PROBLEM DESCRIPTION:
Copy every line of the entries below, requests included, and adjust each coordinate in the answer points by adding -118 to it.
start
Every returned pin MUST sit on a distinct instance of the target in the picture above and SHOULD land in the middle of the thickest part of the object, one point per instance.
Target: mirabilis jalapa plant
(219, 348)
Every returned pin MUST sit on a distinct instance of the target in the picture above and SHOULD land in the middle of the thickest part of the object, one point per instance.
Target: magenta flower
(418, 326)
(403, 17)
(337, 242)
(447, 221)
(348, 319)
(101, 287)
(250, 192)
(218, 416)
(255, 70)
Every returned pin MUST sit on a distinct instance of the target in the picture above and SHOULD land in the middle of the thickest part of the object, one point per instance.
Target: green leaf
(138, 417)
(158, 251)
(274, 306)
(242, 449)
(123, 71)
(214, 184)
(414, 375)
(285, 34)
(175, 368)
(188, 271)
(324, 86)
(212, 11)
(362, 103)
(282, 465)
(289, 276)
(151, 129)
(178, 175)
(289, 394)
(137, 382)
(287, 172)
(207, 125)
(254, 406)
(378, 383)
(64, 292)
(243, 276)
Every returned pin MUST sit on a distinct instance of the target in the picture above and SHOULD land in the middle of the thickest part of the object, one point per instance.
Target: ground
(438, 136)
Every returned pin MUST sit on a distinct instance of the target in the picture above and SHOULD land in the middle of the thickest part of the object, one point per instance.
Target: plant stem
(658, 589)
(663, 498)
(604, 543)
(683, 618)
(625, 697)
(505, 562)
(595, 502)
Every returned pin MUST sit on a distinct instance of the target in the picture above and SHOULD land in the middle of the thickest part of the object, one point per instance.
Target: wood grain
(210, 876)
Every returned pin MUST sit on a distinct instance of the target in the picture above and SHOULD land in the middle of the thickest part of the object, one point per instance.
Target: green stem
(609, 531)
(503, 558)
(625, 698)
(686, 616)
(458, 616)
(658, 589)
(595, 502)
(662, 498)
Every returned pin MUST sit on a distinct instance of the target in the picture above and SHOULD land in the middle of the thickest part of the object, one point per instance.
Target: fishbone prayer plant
end
CORRECT RESPONSE:
Every returned pin MUST sit on a distinct instance of the target in the picture above and SHOULD land in the middle of the thickest part of the object, one point per instance.
Target: mirabilis jalapa plant
(101, 230)
Every returned pin MUST sit on a distinct instance of the target in the picture above and SHOULD land in the middle of the thickest part of the object, one point per instance.
Target: magenta flower
(300, 208)
(285, -101)
(219, 124)
(329, 103)
(230, 201)
(-17, 169)
(132, 74)
(100, 298)
(137, -48)
Every returned pin MUST sit on a distinct instance of the target in the picture above and SHOULD land in the middle of the thickest part of the object, one point per instance.
Target: green leaf
(20, 299)
(40, 133)
(156, 188)
(124, 331)
(5, -47)
(96, 66)
(296, 257)
(167, -84)
(57, 250)
(70, 153)
(206, -32)
(94, -107)
(244, -15)
(164, 347)
(171, 158)
(33, 11)
(60, 57)
(171, 276)
(19, 264)
(169, 54)
(89, 7)
(136, 288)
(260, 265)
(-54, 174)
(125, 158)
Every returned pin MUST sit on a distinct instance of the target in the picture above and SHOULD land in the middle of the thickest part of the object, one point per instance.
Target: ground
(320, 18)
Every returned pin MUST sit on a distinct instance of the target in the picture above and SHOULD land in the middle of the thickest part of the object, one point per instance.
Target: plant stem
(540, 471)
(545, 380)
(486, 425)
(565, 500)
(507, 579)
(387, 444)
(477, 384)
Every returned pin MUST sit on a distinct instance of the target in the picture above and SHOULD land in the middle of the thickest part of the object, one point per instance.
Target: wood grain
(92, 758)
Every returned pin MUST sit on a distinct instance of the target in the picture above and SHOULD land in the middle of the thickest part of the object, one point per instance.
Target: green stem
(491, 413)
(385, 440)
(507, 580)
(568, 498)
(340, 498)
(540, 471)
(477, 384)
(544, 380)
Every returned pin MUST sit on a distinct instance of the target in the picture above and SHOULD land in the middle of the thickest part of the object, one point per instance.
Target: fishbone prayer plant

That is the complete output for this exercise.